> **YOUR OBJECTIVE**:
All of the records must be restated exactly, with every line complete.

> **EXTRACTED RECORDS**:
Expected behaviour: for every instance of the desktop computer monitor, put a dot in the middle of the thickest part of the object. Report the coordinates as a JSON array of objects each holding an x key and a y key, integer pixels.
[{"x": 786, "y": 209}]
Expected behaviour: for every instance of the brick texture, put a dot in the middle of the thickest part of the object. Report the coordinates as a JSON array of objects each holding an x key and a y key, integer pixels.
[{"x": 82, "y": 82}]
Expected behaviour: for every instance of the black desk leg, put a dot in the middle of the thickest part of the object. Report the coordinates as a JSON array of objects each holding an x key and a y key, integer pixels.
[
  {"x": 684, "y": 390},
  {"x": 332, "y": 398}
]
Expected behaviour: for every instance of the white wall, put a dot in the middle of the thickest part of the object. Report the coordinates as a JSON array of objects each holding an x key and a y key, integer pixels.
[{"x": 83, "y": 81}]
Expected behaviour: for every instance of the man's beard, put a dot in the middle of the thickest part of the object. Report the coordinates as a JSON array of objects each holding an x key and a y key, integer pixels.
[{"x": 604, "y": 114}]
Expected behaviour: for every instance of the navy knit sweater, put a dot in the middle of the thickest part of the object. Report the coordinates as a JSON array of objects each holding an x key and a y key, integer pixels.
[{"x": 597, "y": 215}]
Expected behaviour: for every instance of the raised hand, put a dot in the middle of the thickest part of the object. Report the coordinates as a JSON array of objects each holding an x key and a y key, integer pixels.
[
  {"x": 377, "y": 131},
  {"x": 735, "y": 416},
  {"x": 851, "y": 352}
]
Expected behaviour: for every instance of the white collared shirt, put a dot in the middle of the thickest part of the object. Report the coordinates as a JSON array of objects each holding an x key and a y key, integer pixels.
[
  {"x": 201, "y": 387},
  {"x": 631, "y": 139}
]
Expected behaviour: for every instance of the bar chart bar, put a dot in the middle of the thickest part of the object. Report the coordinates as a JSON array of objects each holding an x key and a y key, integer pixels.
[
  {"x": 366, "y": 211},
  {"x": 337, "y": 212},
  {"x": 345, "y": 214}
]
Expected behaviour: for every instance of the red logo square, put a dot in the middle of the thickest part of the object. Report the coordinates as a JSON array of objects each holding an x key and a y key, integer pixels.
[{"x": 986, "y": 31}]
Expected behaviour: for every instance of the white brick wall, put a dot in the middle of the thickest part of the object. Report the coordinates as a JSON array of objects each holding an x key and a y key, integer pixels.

> **RESPONSE AREA**:
Expected behaviour: for every instance of the desktop computer monitor, put a dot in the middle of the thickest part of the object. Report the coordinates as a JSON array of objects each holding an x key and a y key, integer pixels.
[{"x": 786, "y": 209}]
Expected behaviour: for every instance of the brick texture, put a dot in the middle of the thickest part of the object. Report the coordinates as a JSON array of objects each holding an x key and a y key, integer pixels.
[{"x": 82, "y": 82}]
Expected behaviour: for every instance of the black desk leg, put a dot in the middle of the thickest part of the object. Report the coordinates as a JSON array of objects each holding an x key and a y key, integer pixels.
[
  {"x": 684, "y": 390},
  {"x": 332, "y": 398}
]
Expected behaviour: for every instance of the white wall, put a dot in the middle of the thickest part of the object. Report the coordinates as a JSON array of objects each holding an x key and a y key, integer pixels.
[{"x": 83, "y": 81}]
Expected behaviour: for every instance of the man's beard, put a dot in the middle of the thickest part of the object. Report the coordinates as a JSON array of objects each holding an x key and a y key, integer pixels.
[{"x": 604, "y": 114}]
Expected behaviour: for every instance of the navy knit sweater, put a dot in the middle of the thickest part of the object. Report the coordinates as a JSON array of objects each holding an x key and a y key, integer pixels.
[{"x": 597, "y": 215}]
Expected behaviour: for every instance of the raised hand, put a dot in the middle of the thickest part of the object. Report the coordinates as a JSON array of objects each holding an x key and a y key, integer pixels.
[
  {"x": 377, "y": 131},
  {"x": 735, "y": 416},
  {"x": 851, "y": 352}
]
Expected behaviour: for every instance of the white collared shirt, put a dot in the middle of the thickest part of the object. Report the coordinates as a JSON array of objects each holding an x key and a y key, integer pixels.
[
  {"x": 201, "y": 387},
  {"x": 631, "y": 139}
]
Expected behaviour: for every instance of the bar chart bar, put a dot in the middle of the thickest part of the object. Report the coordinates as a JSON array of objects each holding an x key and a y key, integer pixels.
[
  {"x": 366, "y": 211},
  {"x": 337, "y": 212},
  {"x": 345, "y": 214}
]
Expected behaviour: for every instance of the red logo square, put a dot in the middle of the thickest part of the object. Report the coordinates as a JSON array of objects each holding an x key and a y key, integer pixels.
[{"x": 986, "y": 31}]
Expected behaviour: for every instance of the white brick wall, put a dot in the middle of the thickest part of the object. Report the coordinates as a JSON array of objects each holding an x key and a y key, integer pixels.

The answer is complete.